§ **Check your understanding**:
1 - Return the passage of the guide to attacking AI starting at "You might have" and ending at "my previous research.", copied word for word.
2 - Write the next part of the guide to attacking AI, picking up right after its final sentence.

§ **Selected text**:

------------------------------------------------------------------------

Caleb’s Guide to Getting Started in Attacking AI

You might have heard about them. Maybe you saw a headline or read an article talking about them. Or maybe you overheard a conversation. Regardless of where or how, more people are talking about attacks on AI or Machine Learning. Which I find fantastic!

For me, It’s been almost 10 years. My master’s degree was situated around using machine learning to attack other systems, and now my PhD is focused on attacking the very algorithms that facilitated my previous research.

But what if someone wanted to learn about these attacks? Or even learn some of them? Unfortunately the information around attacking AI is scattered between academia and industry, including papers, random websites, blogs (perhaps I am a contributor to this problem), social media posts, and the like. So I did some research on some of the more pertinent areas to provide the list of resources below.

This is not an exhaustive list by any means (and I plan to update it regularly), but it is a great start for anyone interested.

The list below is broken up into a few categories:

“Intro and General“: This is for new-comers who are interested in the area but don’t know where to start. It includes some overviews of attacking AI, some more in-depth resources that cover all the bases (but might be more on the ‘verbose’ side), and some articles/topics that don’t fall into the other categories.

------------------------------------------------------------------------

[Dataset entries]
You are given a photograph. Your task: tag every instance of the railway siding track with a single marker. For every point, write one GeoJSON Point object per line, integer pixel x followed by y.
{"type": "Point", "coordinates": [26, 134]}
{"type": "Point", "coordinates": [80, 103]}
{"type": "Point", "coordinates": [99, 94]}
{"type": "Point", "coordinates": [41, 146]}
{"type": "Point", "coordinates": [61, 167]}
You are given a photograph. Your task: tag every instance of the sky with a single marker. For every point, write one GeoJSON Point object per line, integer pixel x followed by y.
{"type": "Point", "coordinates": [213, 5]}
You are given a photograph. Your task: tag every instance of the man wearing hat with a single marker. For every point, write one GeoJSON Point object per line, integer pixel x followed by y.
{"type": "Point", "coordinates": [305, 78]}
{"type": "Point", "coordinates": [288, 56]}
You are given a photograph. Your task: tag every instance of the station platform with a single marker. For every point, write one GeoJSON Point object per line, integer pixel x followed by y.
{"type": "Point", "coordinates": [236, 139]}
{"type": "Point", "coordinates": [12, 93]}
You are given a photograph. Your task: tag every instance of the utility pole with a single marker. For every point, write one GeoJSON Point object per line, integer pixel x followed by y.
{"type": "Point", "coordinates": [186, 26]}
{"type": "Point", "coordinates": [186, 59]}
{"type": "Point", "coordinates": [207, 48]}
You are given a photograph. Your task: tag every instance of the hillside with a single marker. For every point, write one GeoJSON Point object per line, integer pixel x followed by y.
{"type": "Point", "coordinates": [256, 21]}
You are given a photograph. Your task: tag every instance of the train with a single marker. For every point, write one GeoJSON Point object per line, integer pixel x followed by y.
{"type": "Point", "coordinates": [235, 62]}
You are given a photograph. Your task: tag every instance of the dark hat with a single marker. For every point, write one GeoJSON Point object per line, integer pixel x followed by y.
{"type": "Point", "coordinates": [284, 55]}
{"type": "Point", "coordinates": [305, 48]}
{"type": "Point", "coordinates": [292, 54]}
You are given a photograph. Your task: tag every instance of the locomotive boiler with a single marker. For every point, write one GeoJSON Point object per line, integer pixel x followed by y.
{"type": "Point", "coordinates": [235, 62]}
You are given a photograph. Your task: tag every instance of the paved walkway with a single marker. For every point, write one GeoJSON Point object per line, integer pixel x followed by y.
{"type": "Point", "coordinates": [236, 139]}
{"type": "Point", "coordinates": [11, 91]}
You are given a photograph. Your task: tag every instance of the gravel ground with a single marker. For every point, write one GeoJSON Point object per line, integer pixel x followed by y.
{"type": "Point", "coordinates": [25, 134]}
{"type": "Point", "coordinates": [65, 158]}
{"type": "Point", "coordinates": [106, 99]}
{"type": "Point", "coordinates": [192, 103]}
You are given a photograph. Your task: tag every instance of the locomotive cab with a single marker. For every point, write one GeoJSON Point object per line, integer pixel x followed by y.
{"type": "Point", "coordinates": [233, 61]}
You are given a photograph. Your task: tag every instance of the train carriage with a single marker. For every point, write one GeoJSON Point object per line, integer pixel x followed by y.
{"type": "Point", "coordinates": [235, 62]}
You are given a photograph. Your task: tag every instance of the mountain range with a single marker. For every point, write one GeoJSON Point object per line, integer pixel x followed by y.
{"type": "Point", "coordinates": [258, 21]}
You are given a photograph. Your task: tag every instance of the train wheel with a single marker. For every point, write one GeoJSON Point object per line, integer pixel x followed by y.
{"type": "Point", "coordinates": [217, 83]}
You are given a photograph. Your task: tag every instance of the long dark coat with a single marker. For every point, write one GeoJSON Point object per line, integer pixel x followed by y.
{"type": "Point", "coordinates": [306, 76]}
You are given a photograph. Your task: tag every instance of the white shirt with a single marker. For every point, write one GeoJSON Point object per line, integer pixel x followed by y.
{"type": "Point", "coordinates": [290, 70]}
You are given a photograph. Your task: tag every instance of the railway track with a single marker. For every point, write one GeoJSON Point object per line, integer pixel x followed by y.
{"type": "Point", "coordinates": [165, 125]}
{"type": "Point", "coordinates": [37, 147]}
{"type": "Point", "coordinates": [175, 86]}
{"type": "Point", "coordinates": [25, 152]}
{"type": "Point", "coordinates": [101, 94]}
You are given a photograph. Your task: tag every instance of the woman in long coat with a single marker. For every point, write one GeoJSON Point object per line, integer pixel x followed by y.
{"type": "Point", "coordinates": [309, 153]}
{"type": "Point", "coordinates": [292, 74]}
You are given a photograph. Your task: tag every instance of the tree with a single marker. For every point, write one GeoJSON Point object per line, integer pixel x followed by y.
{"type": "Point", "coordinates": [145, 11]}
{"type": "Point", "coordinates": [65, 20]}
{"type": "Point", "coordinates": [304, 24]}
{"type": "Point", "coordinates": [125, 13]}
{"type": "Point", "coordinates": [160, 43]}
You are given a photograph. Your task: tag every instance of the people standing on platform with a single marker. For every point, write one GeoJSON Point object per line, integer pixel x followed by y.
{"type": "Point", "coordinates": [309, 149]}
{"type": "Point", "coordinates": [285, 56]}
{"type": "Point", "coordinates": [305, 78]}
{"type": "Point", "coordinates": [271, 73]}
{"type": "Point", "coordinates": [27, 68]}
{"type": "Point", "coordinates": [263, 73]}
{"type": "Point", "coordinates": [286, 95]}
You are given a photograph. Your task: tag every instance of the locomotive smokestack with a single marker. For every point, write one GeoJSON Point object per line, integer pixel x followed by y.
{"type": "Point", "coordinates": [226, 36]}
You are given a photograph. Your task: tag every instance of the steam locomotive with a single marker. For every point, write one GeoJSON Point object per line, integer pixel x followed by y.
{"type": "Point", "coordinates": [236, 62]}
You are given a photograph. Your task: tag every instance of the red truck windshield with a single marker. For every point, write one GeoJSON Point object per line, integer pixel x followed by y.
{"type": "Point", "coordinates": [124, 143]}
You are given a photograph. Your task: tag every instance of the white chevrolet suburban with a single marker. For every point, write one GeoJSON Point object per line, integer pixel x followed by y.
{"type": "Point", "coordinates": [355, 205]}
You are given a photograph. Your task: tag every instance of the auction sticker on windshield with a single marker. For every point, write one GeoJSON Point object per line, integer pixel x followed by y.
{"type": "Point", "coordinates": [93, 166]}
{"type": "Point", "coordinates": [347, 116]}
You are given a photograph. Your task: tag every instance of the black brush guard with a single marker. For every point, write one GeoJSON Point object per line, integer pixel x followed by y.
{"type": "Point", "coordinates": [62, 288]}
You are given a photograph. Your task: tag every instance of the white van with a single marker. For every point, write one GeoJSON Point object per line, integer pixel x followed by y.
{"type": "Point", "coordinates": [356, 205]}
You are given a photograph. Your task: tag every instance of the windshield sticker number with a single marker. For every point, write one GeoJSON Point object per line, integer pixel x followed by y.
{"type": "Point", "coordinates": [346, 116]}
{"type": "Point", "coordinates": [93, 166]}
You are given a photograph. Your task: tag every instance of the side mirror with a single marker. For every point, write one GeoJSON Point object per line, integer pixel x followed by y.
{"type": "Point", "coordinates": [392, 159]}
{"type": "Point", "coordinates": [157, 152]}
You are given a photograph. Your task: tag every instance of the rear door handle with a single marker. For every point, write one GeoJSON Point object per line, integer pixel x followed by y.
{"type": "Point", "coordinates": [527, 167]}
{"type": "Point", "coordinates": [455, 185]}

------------------------------------------------------------------------

§ **List of answers**:
1 -
You might have heard about them. Maybe you saw a headline or read an article talking about them. Or maybe you overheard a conversation. Regardless of where or how, more people are talking about attacks on AI or Machine Learning. Which I find fantastic!

For me, It’s been almost 10 years. My master’s degree was situated around using machine learning to attack other systems, and now my PhD is focused on attacking the very algorithms that facilitated my previous research.

2 -
“Practical“: This category includes practical attacks or instructions on AI or Machine Learning (AI/ML). Some of the other categories might have some practical content too, but this is where most of the more applied attacks will go.
“Assessment“: This category is more about methodology. There is an approach to attacking a system, and the methodology is important. This category will include topics that I find useful in assessing a system. It will include things that may help find “bad code smells”, or red flags, but could also include general advice.
“Academic“: This category will be less practical but represents the bleeding-edge of research in the area. I will update this area from time to time with sources (not necessarily papers, but sites where you can find your own research) to keep things fresh.

So let’s get started.

Intro and General

A good intro to attacking AI

https://www.belfercenter.org/publication/AttackingAI
From Harvard, 2019, and still applicable as an entry point into the area.
Gives a great summary and examples of various styles of attack.

NIST “Quick” Intro to Attacks and Taxonomy

https://www.nist.gov/news-events/news/2024/01/nist-identifies-types-cyberattacks-manipulate-behavior-ai-systems
Actual Taxonomy and document (Very verbose, but this is NIST): https://csrc.nist.gov/pubs/ai/100/2/e2023/final
Although NIST creates some of the most verbose/dense documentation around, the content tends to be good — once you get to it.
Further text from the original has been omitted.